* Start *

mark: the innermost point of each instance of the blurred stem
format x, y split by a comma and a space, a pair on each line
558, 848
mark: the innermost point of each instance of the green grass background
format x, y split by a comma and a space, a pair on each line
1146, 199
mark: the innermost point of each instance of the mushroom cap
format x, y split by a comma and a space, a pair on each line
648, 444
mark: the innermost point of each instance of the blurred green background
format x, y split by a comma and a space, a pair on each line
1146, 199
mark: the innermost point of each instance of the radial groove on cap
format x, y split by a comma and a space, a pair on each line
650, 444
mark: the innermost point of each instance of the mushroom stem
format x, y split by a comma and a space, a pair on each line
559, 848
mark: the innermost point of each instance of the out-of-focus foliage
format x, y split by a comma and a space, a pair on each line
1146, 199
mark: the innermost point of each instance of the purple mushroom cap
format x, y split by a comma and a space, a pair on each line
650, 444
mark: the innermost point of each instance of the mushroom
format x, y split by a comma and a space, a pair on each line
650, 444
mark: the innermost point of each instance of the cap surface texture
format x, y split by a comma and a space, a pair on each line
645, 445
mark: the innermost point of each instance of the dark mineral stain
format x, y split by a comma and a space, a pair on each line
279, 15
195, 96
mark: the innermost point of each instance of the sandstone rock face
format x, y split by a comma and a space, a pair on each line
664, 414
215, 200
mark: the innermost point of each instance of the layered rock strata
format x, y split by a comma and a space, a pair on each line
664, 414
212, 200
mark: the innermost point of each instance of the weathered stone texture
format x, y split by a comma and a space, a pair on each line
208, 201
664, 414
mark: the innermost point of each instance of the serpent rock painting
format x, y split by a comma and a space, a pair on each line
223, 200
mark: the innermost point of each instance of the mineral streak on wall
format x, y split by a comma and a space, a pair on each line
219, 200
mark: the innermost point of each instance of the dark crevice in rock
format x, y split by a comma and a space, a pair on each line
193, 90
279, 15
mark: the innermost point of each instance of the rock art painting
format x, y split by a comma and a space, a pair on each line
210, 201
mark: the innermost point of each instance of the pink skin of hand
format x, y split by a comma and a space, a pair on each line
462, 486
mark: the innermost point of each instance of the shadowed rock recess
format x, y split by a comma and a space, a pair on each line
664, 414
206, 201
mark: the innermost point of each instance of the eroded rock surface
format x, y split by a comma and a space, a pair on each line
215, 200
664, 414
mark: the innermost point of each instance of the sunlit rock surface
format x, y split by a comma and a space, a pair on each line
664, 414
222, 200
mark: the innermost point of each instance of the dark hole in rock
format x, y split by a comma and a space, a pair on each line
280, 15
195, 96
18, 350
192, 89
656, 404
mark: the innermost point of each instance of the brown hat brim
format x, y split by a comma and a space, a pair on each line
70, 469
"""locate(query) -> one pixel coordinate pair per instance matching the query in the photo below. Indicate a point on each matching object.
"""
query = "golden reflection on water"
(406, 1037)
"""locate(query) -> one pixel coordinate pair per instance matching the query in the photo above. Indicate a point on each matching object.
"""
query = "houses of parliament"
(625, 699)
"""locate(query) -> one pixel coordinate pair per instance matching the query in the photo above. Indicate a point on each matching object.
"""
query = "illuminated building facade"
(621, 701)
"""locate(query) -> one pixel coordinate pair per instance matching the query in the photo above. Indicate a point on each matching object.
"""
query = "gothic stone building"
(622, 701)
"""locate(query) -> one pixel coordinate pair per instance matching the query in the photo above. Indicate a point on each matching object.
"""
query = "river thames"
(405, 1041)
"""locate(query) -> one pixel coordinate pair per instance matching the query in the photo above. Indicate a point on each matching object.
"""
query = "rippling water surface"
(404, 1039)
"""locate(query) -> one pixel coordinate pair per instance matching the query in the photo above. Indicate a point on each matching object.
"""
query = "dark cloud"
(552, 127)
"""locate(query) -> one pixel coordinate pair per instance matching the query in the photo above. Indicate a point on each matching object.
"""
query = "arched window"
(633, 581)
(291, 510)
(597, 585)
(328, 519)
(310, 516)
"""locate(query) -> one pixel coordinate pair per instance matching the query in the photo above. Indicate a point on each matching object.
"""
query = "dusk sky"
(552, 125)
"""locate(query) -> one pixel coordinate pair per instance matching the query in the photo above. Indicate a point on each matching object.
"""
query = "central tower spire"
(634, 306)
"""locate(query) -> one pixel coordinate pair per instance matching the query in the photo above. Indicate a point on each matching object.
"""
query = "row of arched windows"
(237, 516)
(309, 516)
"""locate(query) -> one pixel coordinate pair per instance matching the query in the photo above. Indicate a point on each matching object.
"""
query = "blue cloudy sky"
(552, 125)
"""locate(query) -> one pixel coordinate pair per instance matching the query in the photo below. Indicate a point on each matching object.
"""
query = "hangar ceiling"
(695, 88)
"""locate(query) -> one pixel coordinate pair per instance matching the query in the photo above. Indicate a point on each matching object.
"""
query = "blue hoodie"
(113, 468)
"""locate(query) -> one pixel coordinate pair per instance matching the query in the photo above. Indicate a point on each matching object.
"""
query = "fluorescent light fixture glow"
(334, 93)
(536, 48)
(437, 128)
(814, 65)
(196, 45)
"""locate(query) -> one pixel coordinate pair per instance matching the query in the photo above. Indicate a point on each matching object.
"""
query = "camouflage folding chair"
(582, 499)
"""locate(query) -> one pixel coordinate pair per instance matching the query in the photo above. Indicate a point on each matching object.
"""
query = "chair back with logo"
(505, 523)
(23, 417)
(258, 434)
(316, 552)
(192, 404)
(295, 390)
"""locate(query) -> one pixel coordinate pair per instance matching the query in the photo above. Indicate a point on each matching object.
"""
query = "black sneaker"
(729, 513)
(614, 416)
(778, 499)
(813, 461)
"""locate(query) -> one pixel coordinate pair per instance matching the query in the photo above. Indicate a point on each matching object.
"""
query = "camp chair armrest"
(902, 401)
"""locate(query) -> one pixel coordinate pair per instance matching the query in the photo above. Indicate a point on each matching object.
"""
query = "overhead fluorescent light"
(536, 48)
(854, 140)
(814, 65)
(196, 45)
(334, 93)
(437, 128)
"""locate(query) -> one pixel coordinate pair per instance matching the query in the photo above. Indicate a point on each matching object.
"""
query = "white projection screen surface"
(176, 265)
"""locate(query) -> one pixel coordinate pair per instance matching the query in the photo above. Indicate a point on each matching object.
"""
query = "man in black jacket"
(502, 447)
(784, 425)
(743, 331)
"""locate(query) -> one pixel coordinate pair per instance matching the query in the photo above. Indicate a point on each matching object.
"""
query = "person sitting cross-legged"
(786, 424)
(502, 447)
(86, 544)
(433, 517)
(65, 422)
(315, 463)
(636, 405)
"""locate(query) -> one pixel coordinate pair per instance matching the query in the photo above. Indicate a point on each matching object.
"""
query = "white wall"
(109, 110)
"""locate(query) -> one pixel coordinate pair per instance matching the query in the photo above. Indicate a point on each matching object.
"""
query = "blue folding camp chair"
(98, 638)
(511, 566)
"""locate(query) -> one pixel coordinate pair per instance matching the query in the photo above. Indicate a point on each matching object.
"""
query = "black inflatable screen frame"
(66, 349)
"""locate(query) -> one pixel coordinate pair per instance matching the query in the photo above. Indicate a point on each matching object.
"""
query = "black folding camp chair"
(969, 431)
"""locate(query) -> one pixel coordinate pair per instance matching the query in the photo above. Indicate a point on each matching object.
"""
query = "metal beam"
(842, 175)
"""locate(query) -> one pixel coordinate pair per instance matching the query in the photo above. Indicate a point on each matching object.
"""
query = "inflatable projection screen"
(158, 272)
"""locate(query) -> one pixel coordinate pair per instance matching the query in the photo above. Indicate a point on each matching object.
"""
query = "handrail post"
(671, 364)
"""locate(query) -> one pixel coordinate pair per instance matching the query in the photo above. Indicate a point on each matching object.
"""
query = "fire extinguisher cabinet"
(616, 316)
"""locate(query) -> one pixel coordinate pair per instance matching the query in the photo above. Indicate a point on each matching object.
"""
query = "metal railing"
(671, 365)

* End *

- [Goal]: Identify every line above that contains the word "folding", and copy each such line.

- [Output of the task]:
query = "camouflage folding chair"
query = "blue folding camp chair"
query = "black folding camp chair"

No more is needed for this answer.